## Text to read
Humans destroyed forests for thousands of years – we can become the first generation that achieves a world in which forests expand
Why has humanity destroyed such vast forests? And how can we bring this to an end?
For thousands of years humans have destroyed forests. At the end of the last great ice age, an estimated 57% of the world’s habitable land was forested.1 Since then, people in all regions of the world have burned and cut down forests. The chart shows this. The forested land area declined from 6 to 4 billion hectares. That means our ancestors destroyed one-third of the former forests – a forest area twice the size of the US was lost.
There are two big reasons why humans have destroyed forests and continue to do so – the need for land and the need for wood:
- We need wood for many purposes: as construction material for houses or ships, to turn it into paper, and – most importantly – as a source of energy. Burning wood is a major source of energy where there are trees but no modern energy sources available. Still today about half of extracted wood globally is used to produce energy, mostly for cooking and heating in poor households that lack alternatives.2
- By far, the most important driver of the destruction of forests is agriculture. Humanity cuts down forests primarily to make space for fields to grow crops and pastures to raise livestock. We also cut down forests to make space for settlements or mining, but these are small in comparison to farming.
The land use for farming did not only come at the expense of the world’s forests, but also led to the huge decline of the world’s other wild spaces, the shrub- and grasslands. The chart shows this too.
In many countries forests continue to be destroyed. The series of charts shows this. In all of these countries the forest cover today is lower than three decades ago.3
Most of the forests that are destroyed today are in the tropics, some of the most biodiverse regions on our planet. Why is this happening?
The following chart shows what is driving the ongoing destruction of the world’s largest tropical forest: the Amazon. The expansion of agricultural land to raise cattle is the most important driver, by far.4
I wish this was more widely understood. Land use for agriculture is the main threat to the world's biodiversity.5
Most of the destruction of tropical forests is due to consumers in the region, but about 12% of the deforestation in the tropics is driven by demand from high-income countries. Beef-eaters around the world are contributing to the destruction of the Amazon rainforest.6
This huge impact of meat consumption on deforestation is also visible in the first chart that showed the history over the last 10 millennia – 31% of the world’s habitable land is now grazing land for livestock. This is an extremely large part of the world; taken together it is as large asall of the Americas, from Alaska in the North down to Tierra del Fuego in the South.
Meat consumption is such a large driver of deforestation because it is a very inefficient way to produce food. The land use of meat production is much higher than plant-based foods. Reducing meat consumption is therefore a way to increase the agricultural output per land area. A shift away from the land-intensive production of meat, especially beef, would be a major way to make progress and end deforestation. One possible way to get there is to make clear how large the environmental impact of meat production is. Another – complementing – way is to produce meat substitutes that people prefer over beef.
The end of deforestation?
After thousands of years of deforestation is there any hope that it could be different?
Yes.
In fact there are many countries that brought their history of deforestation to an end. Several even turned it around so that forests there are now expanding.

## Tasks to complete
A - For each statement, say whether it agrees with the text on deforestation: (i) at the end of the last great ice age, about 57% of the world's habitable land was forested; (ii) mining is the most important driver of forest destruction; (iii) about half of the wood extracted globally is used to produce energy. Answer yes or no for each, and quote the deciding words of the text.
B - Copy the passage of the text on deforestation starting with "The land use for" and going on through "shows this too.".
None of the material is needed here.

## Extracted data
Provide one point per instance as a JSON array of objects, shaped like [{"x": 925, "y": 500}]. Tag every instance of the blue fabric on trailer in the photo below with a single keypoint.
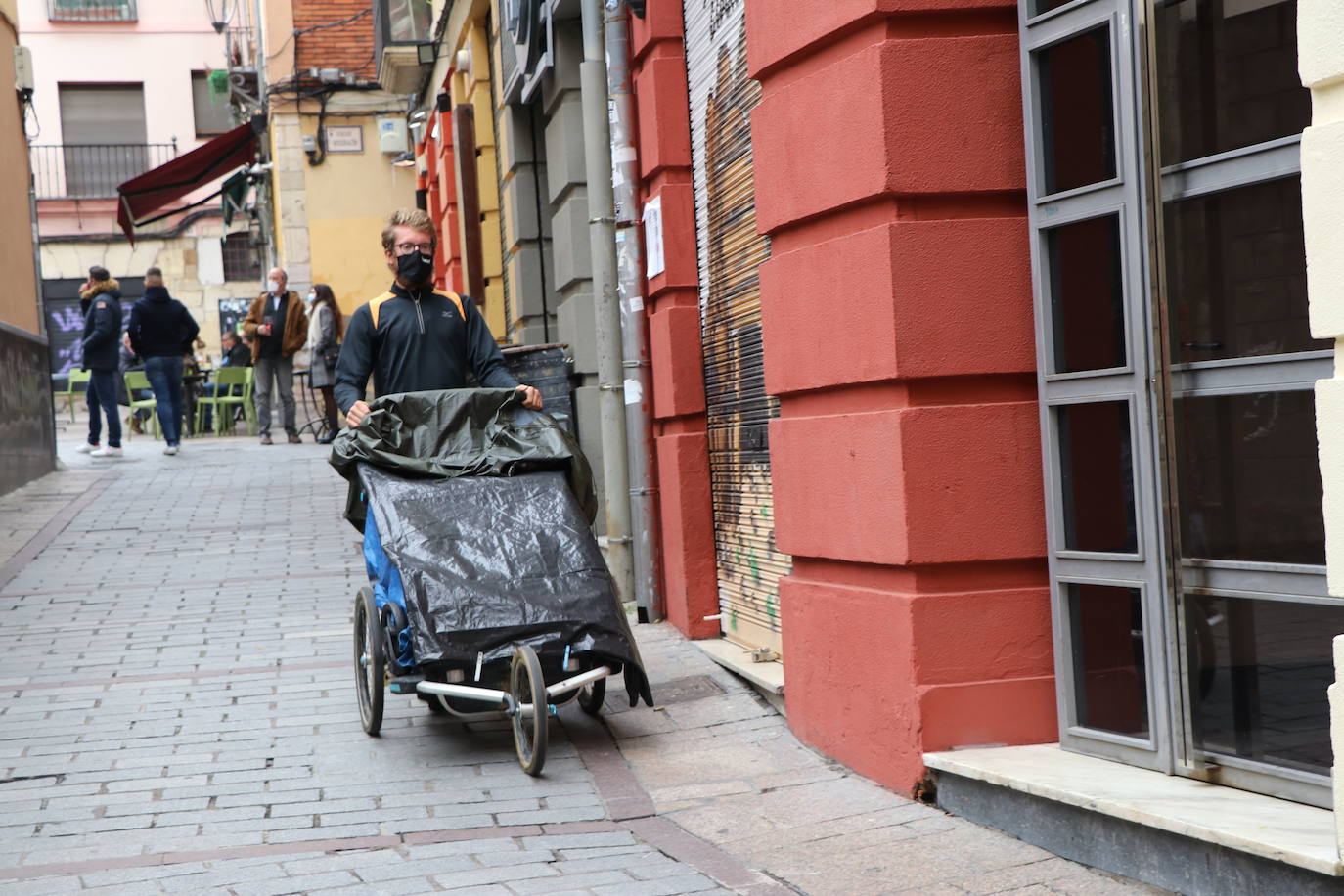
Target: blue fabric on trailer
[{"x": 387, "y": 586}]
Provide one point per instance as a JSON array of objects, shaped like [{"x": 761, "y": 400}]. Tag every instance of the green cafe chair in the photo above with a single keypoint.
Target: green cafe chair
[{"x": 225, "y": 402}]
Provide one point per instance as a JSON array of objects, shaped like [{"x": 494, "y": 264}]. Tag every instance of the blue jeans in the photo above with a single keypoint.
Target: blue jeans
[
  {"x": 164, "y": 375},
  {"x": 103, "y": 394}
]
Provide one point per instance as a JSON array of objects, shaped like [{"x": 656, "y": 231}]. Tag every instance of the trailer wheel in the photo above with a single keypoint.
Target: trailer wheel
[
  {"x": 527, "y": 687},
  {"x": 592, "y": 697},
  {"x": 370, "y": 662}
]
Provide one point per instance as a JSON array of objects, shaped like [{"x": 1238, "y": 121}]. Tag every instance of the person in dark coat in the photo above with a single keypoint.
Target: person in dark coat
[
  {"x": 414, "y": 337},
  {"x": 161, "y": 331},
  {"x": 101, "y": 294},
  {"x": 234, "y": 352}
]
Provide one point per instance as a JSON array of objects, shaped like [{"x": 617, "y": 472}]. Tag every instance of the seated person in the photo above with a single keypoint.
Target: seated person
[{"x": 234, "y": 355}]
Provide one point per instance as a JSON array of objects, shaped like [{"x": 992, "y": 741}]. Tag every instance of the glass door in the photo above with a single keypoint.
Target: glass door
[
  {"x": 1251, "y": 619},
  {"x": 1176, "y": 371}
]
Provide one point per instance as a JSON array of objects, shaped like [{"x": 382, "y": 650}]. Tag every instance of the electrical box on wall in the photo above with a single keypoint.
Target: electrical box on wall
[
  {"x": 23, "y": 70},
  {"x": 391, "y": 135}
]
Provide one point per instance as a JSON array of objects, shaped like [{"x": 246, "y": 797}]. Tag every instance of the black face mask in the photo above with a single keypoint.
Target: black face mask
[{"x": 416, "y": 267}]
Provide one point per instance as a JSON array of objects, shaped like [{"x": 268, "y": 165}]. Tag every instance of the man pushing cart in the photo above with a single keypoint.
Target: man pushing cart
[{"x": 485, "y": 580}]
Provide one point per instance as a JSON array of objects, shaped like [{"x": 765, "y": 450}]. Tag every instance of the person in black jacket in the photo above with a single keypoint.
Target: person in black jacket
[
  {"x": 414, "y": 337},
  {"x": 101, "y": 294},
  {"x": 161, "y": 331}
]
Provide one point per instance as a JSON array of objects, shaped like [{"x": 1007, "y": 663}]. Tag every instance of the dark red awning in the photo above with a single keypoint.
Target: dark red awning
[{"x": 151, "y": 191}]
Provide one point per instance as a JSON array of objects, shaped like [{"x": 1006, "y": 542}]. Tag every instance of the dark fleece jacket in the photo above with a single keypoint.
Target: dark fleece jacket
[
  {"x": 160, "y": 326},
  {"x": 103, "y": 327}
]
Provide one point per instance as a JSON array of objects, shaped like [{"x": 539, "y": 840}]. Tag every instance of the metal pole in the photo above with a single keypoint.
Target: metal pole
[
  {"x": 263, "y": 195},
  {"x": 635, "y": 351},
  {"x": 597, "y": 154}
]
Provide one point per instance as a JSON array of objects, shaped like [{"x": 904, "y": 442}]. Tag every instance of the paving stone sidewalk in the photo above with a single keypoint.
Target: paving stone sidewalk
[{"x": 178, "y": 716}]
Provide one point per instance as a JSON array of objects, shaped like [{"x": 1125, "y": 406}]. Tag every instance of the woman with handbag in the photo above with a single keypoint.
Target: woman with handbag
[{"x": 324, "y": 334}]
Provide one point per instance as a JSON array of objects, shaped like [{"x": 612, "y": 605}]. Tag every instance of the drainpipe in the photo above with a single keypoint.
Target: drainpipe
[
  {"x": 263, "y": 188},
  {"x": 635, "y": 351},
  {"x": 597, "y": 155}
]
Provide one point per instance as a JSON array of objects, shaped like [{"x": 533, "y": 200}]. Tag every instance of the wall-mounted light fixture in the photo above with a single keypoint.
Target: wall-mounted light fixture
[{"x": 221, "y": 14}]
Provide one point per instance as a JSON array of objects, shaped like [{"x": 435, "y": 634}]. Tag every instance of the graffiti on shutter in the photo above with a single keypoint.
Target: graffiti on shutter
[{"x": 730, "y": 250}]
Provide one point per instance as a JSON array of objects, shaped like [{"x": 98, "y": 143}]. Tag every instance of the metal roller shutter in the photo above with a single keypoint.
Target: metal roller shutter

## Results in order
A -
(i) Yes: "an estimated 57% of the world’s habitable land was forested"
(ii) No: "By far, the most important driver of the destruction of forests is agriculture."
(iii) Yes: "Still today about half of extracted wood globally is used to produce energy"

B -
The land use for farming did not only come at the expense of the world’s forests, but also led to the huge decline of the world’s other wild spaces, the shrub- and grasslands. The chart shows this too.